§ To do
(a) In the passage on automation and big tech, by what year are the four companies said to be set to overtake the entire UK economy?
(b) Reproduce the stretch of the passage on automation and big tech from "Transport isn’t the" through "work is shrinking.".
(c) Resume the passage on automation and big tech, picking up right after its final sentence.

-- Excerpt follows --

Transport isn’t the only area where technology is removing the need for labour. Anyone who works in our space knows that the systems we build allow much, much smaller teams to do better work than bigger, less tech-savvy teams. Whether it’s stealing big contracts from the KPMG’s and PWC’s of this world - as we do - by providing small companies with decent tech, or building banks like Monzo on tech from the ground up, the fundamental need for people to do work is shrinking.
If you’re not building the automation, you’re the one being automated – Unknown. Me?
Robotics and machine learning touch more areas than driverless cars too - with the continuing decline in the need for factory workers, farm workers and even paralegals.
The rise of the corporation…
Meanwhile, as our economy changes, the corporate bodies that underpin the technological revolution are growing at such a rate that they look set to fundamentally change the ecology of the global economy.
Power doesn’t corrupt people. People corrupt power. – William Gaddis
I looked at the gross income of four major technology players; Google (Alphabet), Microsoft, Apple and Amazon.
Today, these four represent combined annual revenues in excess of 20% of the UK’s gross domestic product (GDP). That, in and of itself, might seem alarming. But when we consider the rate of growth of our GDP over the past decade and compare that with the rate of growth of these four companies, they are set to overtake the entire UK economy by as early as 2026 - that’s only 8 years away… and that’s only four of the big players.

-- Excerpt concluded --
-- Extracted records follows --

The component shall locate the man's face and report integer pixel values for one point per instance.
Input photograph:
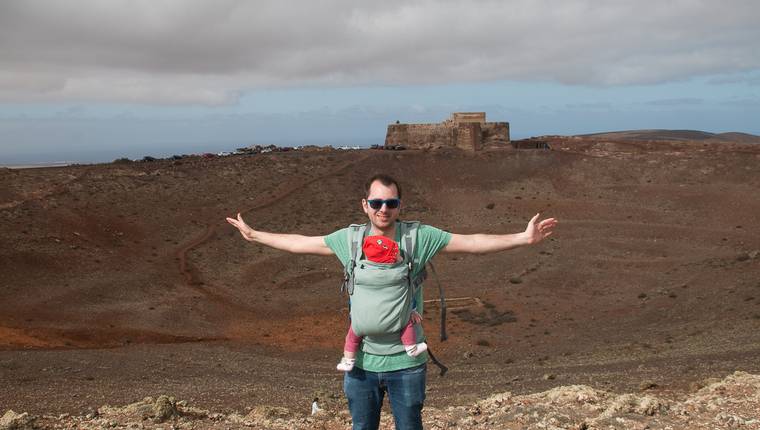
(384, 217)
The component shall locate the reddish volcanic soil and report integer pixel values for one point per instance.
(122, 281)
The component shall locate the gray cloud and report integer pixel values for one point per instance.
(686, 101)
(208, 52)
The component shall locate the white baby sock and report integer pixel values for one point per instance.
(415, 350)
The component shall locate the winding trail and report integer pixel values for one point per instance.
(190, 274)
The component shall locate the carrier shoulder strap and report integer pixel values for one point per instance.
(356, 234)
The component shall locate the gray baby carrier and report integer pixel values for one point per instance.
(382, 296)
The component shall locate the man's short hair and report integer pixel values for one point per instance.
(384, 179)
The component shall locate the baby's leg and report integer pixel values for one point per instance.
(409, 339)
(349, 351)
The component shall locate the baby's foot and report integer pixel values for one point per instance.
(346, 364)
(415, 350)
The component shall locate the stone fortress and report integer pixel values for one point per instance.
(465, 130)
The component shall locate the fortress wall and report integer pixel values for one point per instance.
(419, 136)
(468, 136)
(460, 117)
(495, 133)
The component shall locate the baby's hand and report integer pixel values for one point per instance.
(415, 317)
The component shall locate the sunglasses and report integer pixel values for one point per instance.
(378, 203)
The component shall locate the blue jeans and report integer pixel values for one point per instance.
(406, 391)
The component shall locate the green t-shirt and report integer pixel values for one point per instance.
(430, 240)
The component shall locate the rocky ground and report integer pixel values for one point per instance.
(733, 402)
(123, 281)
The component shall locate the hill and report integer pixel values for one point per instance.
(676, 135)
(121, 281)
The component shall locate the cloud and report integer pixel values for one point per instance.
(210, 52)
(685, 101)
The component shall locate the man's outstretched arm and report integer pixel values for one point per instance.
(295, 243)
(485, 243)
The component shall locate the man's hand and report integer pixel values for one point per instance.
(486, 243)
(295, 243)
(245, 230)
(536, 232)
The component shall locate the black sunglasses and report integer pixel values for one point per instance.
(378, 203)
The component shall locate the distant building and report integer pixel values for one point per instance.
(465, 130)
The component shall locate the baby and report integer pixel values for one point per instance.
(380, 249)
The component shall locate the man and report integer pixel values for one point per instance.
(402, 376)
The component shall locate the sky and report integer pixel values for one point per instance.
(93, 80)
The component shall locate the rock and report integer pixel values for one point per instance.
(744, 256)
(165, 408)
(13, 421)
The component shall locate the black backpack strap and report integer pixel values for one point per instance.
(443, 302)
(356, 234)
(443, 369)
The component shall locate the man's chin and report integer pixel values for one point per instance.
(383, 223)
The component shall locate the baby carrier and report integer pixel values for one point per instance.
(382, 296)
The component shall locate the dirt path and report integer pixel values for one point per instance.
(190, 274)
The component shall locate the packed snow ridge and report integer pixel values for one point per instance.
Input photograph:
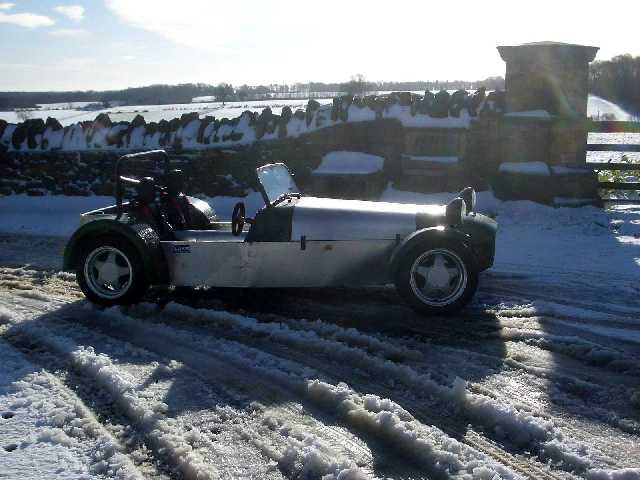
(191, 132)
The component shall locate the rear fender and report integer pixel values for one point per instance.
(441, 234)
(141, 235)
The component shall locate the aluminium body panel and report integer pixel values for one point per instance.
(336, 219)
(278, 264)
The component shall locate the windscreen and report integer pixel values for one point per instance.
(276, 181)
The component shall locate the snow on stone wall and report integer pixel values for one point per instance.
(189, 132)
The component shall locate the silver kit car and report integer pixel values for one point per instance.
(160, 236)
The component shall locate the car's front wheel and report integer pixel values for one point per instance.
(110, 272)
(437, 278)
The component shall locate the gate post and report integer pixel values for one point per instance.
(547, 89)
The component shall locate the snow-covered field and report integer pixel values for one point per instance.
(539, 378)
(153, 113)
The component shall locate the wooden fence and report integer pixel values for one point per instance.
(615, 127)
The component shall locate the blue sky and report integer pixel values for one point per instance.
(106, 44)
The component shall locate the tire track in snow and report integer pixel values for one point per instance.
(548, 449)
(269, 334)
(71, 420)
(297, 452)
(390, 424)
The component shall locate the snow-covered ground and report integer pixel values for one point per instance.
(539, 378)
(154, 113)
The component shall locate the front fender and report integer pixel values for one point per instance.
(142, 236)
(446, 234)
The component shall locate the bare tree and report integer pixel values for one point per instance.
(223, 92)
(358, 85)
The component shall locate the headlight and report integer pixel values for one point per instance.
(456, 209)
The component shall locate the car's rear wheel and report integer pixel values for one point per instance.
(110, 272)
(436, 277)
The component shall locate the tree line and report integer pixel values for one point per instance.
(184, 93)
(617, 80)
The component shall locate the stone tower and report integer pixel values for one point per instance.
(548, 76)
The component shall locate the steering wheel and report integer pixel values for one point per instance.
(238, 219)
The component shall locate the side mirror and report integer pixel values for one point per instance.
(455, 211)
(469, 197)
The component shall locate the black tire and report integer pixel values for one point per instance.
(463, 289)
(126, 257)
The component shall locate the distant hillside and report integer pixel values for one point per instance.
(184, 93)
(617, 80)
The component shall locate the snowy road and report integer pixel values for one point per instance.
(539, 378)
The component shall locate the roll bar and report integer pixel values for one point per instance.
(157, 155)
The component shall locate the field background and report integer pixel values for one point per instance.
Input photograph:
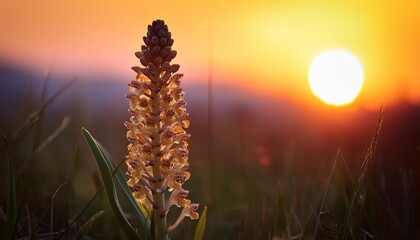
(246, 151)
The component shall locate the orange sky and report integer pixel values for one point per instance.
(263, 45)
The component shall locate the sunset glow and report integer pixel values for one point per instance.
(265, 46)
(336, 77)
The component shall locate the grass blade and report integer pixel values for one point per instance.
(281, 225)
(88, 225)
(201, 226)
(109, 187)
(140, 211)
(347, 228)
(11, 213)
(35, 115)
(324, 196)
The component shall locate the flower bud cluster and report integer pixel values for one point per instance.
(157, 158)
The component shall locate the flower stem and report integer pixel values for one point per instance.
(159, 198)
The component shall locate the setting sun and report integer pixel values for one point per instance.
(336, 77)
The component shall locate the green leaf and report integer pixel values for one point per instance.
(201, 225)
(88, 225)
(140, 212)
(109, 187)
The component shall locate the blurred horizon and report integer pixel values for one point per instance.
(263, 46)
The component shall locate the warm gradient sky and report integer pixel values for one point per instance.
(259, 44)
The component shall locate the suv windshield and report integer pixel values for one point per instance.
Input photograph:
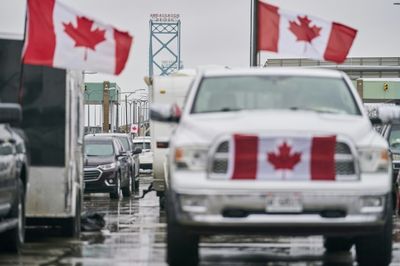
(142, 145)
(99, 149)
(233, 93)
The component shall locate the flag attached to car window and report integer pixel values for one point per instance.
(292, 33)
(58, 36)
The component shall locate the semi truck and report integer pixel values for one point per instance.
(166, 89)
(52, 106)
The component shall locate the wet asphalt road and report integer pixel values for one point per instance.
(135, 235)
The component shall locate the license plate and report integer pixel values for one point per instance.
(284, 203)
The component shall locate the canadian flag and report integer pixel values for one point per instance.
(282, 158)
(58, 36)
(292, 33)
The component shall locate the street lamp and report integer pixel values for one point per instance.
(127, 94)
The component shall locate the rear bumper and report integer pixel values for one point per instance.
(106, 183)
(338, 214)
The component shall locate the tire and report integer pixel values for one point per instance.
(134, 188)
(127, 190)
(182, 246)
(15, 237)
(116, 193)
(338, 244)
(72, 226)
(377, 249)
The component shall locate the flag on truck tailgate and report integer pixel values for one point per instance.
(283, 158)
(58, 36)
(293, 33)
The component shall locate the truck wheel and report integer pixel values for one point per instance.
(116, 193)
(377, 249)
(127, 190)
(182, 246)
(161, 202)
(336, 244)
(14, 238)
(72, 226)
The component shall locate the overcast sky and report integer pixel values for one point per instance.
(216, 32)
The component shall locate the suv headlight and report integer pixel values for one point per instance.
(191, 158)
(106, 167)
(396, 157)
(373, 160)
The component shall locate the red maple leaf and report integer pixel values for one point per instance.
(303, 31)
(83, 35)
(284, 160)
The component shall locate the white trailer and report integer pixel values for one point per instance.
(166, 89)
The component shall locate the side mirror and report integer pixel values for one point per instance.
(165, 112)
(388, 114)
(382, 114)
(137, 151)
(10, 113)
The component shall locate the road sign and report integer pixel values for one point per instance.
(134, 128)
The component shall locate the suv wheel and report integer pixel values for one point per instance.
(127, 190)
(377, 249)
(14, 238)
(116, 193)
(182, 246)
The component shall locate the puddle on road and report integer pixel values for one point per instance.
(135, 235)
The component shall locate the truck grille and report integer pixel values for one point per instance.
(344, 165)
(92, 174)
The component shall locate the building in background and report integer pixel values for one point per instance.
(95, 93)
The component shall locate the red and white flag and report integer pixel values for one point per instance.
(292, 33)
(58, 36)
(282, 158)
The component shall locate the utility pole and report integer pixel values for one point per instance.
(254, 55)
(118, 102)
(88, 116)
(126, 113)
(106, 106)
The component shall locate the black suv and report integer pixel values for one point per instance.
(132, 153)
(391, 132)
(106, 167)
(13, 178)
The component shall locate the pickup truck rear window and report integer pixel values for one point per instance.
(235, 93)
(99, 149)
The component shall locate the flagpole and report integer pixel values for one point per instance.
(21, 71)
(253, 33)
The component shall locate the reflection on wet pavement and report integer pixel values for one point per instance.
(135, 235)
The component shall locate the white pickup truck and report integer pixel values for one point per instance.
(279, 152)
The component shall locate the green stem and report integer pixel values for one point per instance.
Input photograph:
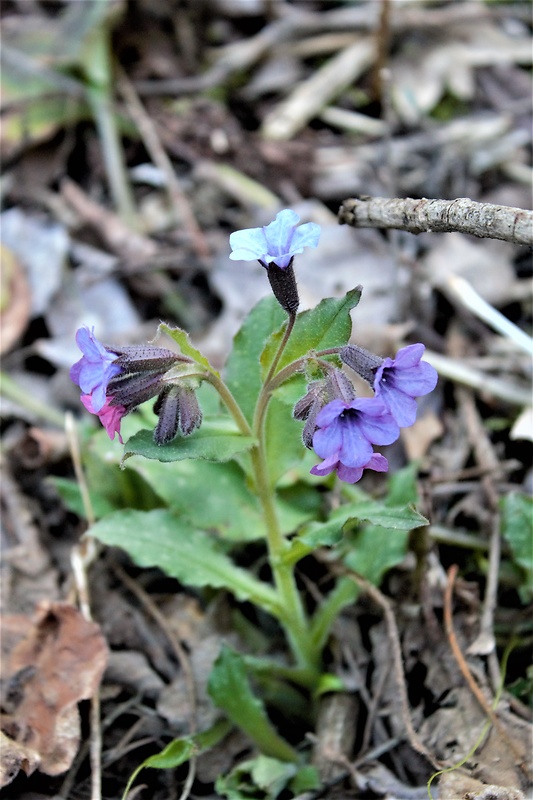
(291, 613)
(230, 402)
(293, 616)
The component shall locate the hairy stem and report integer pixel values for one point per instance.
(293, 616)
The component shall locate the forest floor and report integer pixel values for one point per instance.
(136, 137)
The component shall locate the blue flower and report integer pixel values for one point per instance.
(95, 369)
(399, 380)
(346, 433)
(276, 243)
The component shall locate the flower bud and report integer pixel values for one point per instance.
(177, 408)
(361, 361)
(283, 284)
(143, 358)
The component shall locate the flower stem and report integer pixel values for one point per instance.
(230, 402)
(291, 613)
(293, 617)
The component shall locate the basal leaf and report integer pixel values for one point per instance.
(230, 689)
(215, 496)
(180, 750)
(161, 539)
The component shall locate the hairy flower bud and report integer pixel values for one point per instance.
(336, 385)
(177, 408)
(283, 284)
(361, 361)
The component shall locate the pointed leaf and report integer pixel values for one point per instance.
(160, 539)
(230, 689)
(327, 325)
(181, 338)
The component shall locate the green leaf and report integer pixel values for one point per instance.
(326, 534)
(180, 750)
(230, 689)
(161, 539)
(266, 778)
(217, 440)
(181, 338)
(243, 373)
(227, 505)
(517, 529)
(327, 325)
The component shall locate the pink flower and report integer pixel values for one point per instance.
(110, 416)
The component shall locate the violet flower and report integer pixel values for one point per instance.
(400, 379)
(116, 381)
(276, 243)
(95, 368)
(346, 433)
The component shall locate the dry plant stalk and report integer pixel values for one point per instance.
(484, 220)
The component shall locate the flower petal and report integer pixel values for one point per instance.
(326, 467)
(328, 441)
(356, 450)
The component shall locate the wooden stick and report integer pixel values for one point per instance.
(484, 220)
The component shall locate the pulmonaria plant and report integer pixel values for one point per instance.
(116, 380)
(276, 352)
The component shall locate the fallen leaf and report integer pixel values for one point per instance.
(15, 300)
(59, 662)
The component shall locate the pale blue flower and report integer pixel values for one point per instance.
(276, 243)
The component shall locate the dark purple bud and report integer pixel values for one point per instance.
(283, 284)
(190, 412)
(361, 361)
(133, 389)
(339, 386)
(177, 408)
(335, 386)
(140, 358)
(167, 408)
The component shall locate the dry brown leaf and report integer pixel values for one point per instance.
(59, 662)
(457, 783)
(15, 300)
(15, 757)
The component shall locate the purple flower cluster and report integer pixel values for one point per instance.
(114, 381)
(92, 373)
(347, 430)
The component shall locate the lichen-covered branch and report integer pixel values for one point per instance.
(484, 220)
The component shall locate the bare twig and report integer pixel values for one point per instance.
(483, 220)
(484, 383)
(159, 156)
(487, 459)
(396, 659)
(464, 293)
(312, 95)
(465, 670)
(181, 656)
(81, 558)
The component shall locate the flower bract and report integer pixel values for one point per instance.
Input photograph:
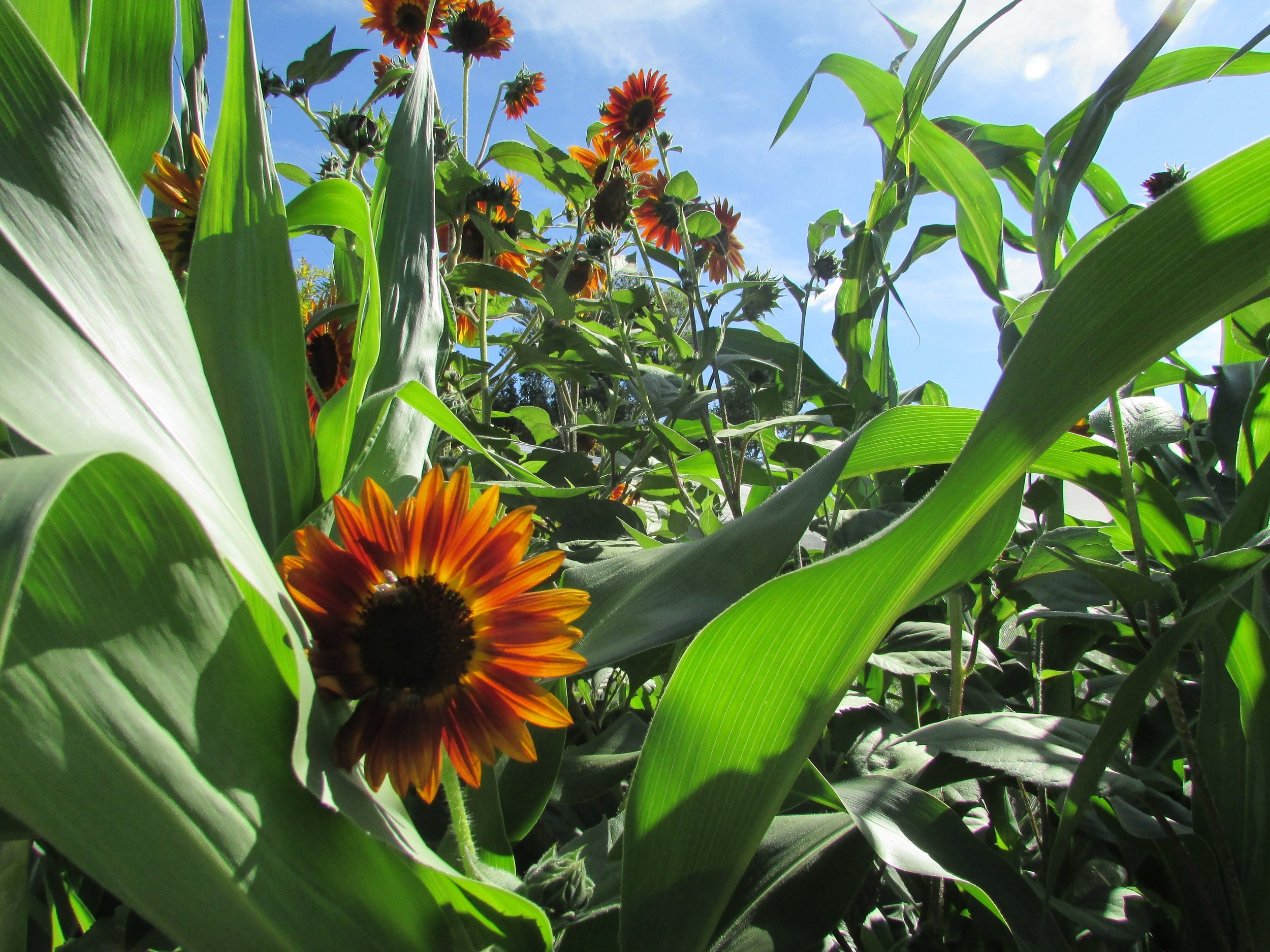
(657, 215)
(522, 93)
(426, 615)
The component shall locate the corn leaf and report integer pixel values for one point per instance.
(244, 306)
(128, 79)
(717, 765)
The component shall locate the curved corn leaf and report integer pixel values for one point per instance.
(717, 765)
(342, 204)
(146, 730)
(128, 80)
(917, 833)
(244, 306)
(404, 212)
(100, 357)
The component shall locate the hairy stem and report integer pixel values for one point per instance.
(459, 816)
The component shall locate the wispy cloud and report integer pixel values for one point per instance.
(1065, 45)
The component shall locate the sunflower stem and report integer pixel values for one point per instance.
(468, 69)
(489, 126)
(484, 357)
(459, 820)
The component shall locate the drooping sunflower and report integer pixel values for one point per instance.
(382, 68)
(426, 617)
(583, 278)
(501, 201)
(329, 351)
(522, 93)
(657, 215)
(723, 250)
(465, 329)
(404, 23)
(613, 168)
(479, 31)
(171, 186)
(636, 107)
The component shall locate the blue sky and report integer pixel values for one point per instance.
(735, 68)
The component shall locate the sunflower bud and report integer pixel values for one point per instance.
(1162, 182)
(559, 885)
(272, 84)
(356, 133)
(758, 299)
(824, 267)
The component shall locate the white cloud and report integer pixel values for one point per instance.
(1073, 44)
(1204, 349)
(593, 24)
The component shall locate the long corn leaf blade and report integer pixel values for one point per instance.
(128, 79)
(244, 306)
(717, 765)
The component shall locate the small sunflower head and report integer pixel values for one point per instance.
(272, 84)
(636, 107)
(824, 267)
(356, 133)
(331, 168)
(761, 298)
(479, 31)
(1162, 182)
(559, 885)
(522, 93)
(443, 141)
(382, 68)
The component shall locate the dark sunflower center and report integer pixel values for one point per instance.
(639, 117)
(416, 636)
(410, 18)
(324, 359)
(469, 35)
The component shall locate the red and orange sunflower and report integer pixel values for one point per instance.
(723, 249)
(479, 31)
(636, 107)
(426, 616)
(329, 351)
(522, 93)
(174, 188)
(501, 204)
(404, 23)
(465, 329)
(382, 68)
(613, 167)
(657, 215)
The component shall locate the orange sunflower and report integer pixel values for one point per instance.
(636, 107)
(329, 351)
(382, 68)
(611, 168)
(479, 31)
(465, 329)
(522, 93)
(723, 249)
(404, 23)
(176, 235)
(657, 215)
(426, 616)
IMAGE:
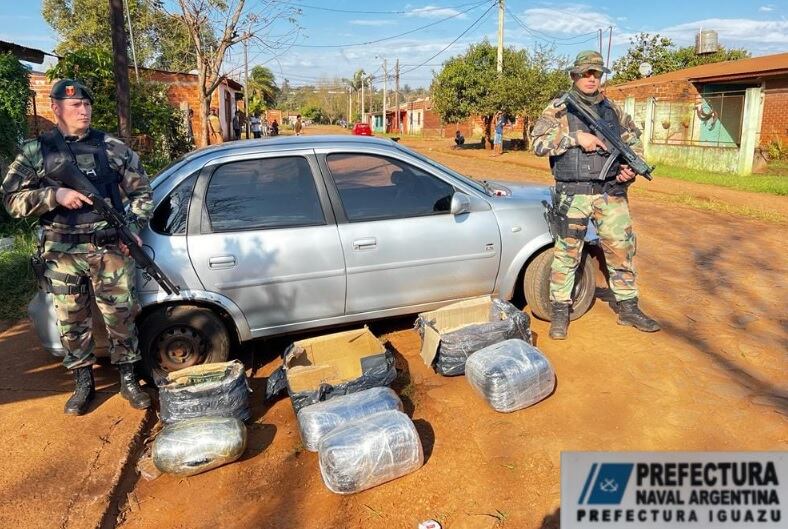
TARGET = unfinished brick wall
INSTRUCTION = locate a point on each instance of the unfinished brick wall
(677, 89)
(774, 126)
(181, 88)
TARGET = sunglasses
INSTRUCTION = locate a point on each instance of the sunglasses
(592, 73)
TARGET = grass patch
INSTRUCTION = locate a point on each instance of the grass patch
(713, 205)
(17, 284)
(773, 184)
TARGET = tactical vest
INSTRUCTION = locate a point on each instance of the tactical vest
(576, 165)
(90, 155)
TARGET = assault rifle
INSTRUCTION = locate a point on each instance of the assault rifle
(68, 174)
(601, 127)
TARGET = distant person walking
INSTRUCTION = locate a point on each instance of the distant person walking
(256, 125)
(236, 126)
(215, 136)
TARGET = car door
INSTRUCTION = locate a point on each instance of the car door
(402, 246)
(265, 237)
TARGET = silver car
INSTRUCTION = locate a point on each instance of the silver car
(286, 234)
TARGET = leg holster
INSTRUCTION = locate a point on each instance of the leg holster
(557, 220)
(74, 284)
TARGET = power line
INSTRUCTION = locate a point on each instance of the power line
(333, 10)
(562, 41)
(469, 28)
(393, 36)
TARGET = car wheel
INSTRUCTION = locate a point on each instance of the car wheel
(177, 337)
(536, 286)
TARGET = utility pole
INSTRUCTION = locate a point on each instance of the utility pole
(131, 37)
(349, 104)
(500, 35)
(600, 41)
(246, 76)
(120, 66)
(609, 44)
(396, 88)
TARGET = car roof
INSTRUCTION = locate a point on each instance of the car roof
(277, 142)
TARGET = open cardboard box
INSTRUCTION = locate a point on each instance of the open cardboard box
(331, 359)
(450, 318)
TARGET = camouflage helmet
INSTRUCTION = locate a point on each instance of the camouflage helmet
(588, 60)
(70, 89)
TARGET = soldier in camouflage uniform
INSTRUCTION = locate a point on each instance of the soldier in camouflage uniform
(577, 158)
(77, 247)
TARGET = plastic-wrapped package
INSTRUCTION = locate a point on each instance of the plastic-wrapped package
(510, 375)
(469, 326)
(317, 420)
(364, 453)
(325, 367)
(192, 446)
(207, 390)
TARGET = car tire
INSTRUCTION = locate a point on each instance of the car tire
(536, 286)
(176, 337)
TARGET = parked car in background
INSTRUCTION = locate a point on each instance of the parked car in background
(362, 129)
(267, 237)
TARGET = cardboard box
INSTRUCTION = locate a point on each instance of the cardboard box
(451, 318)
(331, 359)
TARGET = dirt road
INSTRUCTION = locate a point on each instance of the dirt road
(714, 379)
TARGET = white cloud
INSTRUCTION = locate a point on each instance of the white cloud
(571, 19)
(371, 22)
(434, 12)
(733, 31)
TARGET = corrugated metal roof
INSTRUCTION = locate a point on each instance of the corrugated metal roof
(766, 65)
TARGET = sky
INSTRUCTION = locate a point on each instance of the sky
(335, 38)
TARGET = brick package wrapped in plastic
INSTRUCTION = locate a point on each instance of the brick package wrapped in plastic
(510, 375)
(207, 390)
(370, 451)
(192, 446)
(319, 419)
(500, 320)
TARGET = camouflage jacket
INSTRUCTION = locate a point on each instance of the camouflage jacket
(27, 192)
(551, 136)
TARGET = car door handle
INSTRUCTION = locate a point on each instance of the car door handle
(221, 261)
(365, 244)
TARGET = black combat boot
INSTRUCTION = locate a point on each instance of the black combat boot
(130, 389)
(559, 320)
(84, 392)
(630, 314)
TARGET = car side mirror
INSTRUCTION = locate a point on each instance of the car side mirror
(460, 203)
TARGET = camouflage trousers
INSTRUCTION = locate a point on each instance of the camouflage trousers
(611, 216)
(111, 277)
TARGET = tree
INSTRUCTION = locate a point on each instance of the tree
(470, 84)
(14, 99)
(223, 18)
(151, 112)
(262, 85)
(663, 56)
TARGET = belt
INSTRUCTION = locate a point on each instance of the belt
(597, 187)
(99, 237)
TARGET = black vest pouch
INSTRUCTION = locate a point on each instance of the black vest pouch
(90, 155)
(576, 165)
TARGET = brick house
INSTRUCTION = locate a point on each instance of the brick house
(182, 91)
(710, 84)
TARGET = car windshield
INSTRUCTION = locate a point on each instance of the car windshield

-- Extracted records concluded --

§ Task-by-task answers
(a) 2026

(b)
Transport isn’t the only area where technology is removing the need for labour. Anyone who works in our space knows that the systems we build allow much, much smaller teams to do better work than bigger, less tech-savvy teams. Whether it’s stealing big contracts from the KPMG’s and PWC’s of this world - as we do - by providing small companies with decent tech, or building banks like Monzo on tech from the ground up, the fundamental need for people to do work is shrinking.

(c)
The reality is that we’re moving to a world where corporations out weigh governments at scale and where the economy driven by the automation delivered by these corporations doesn’t support the welfare of the mass unemployed. Society will need to find an economic solution to the problem - but in the meantime, we also need to consider the social solution to the problem…
… and that is where we, the developers, come in.
Developing a better future.
As engineers, we have the power to chart the course of this change.
The best way to predict your future is to create it. – Abraham Lincoln
In running the Bath Digital Festival over the past few years I have discovered the astonishing breadth of technical capacity in this region alone. I have met engineers working in all reaches of AI and machine learning, from NLP to spacial awareness, in robotics, and digital genomics. And the applications are boundless too - whether it be energy supply, aerospace, automated transport and logistics, disruptive fintech or in our case in bringing technology to bear on the international aid sector to ensure more money flows to the people who need it and grant-making is more aligned with lean methodology.
But having a vibrant tech sector is only the beginning. I believe is that we engineers will inevitably be the architects of our new future. As such, I believe that we have a fundamental responsibility to the shape of that future. As engineers we have a key role to play in defining the moral compass of the organisations we work in and for. We have the capacity to change working practices and change minds at the very highest level. We are disrupting not only the way people work but the way they think. We have a responsibility to be mindful of how we conduct ourselves, what we agree to do, what we push back on and how the organisations we work for evolve.
Technology will define the future that our children inherit.
If we define the technology then we define their future.
Time and tide waits for no-one.
As I speak to people as I have with you today I often hear a dissenting voice, a voice that says things like; we’re just a cog in the machine, one person can’t make a difference, people don’t care enough about the services they engage with so how can we change the behaviour of society if they don’t care.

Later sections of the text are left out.